▶ _EXTRACTED MATERIAL_
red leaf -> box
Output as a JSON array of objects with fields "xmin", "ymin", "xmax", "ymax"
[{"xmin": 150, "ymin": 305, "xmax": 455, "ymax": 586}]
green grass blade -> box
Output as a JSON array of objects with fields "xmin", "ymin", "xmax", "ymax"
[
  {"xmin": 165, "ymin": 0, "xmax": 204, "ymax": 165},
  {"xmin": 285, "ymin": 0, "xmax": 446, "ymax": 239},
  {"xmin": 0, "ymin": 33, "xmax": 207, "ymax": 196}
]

==

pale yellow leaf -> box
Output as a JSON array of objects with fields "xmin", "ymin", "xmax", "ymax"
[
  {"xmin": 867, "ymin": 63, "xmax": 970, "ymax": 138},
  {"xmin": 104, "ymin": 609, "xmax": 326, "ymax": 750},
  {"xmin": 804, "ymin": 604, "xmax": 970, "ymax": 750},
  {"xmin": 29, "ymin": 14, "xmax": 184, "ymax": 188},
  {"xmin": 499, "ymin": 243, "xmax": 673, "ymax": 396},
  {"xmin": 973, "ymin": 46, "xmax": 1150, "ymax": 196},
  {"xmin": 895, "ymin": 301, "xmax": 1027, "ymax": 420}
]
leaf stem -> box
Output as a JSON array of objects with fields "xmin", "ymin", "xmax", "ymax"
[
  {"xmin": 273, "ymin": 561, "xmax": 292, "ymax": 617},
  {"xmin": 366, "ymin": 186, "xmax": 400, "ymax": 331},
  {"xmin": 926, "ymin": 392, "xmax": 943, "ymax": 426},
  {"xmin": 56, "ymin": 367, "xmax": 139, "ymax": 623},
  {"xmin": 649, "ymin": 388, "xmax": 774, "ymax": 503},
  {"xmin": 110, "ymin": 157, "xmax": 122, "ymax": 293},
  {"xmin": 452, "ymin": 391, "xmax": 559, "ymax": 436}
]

* * *

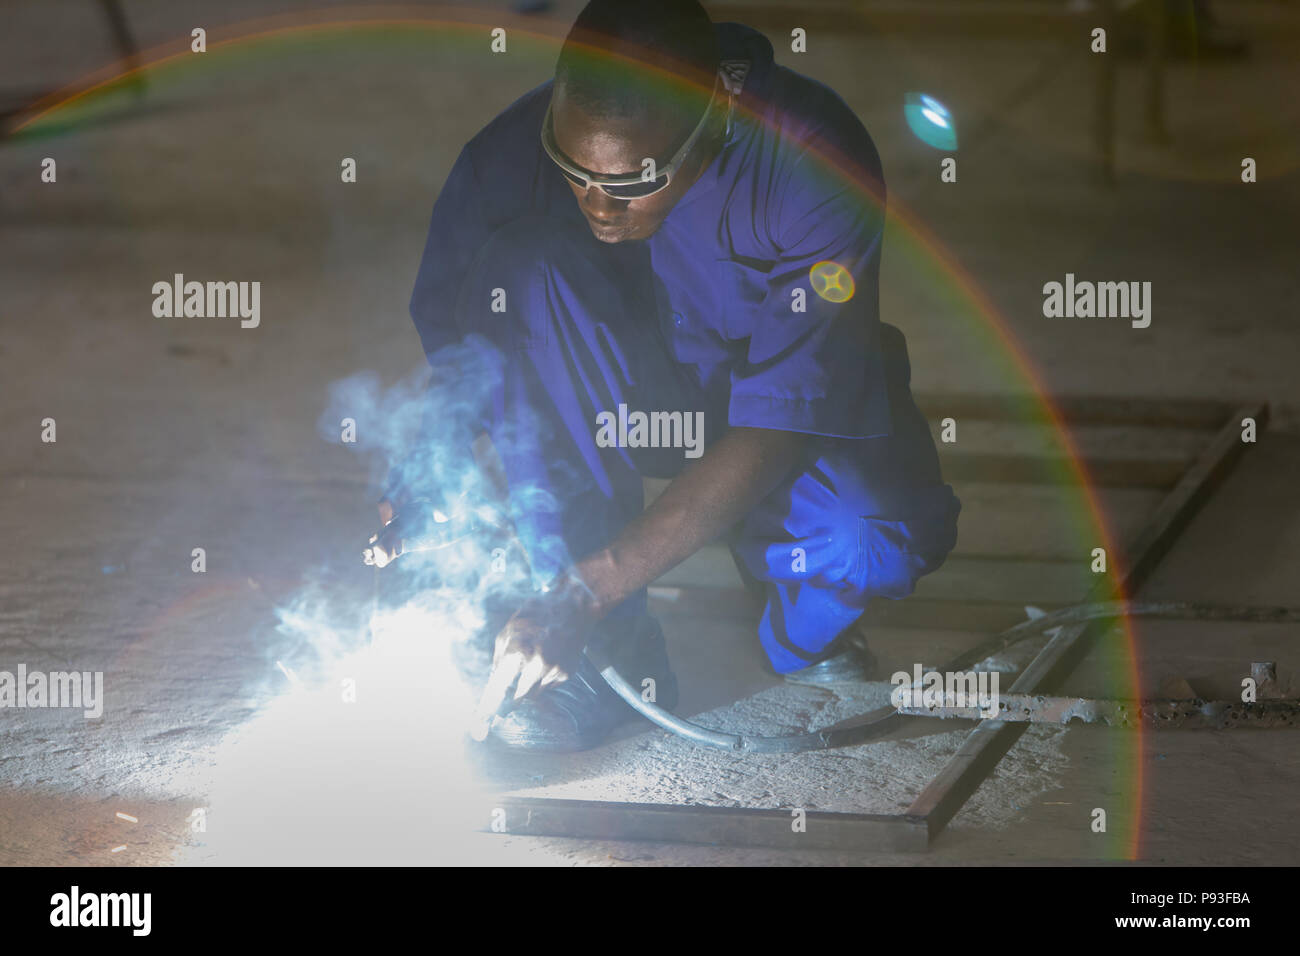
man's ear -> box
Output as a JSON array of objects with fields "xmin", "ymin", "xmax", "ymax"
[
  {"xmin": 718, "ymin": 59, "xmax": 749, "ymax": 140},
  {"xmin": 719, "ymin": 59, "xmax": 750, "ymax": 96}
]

▶ _EXERCISE BRIEF_
Whenever the word "leaf" turns up in a line of the listing above, copy the line.

▶ _WRITTEN ANSWER_
red leaf -> box
pale yellow leaf -> box
leaf stem -> box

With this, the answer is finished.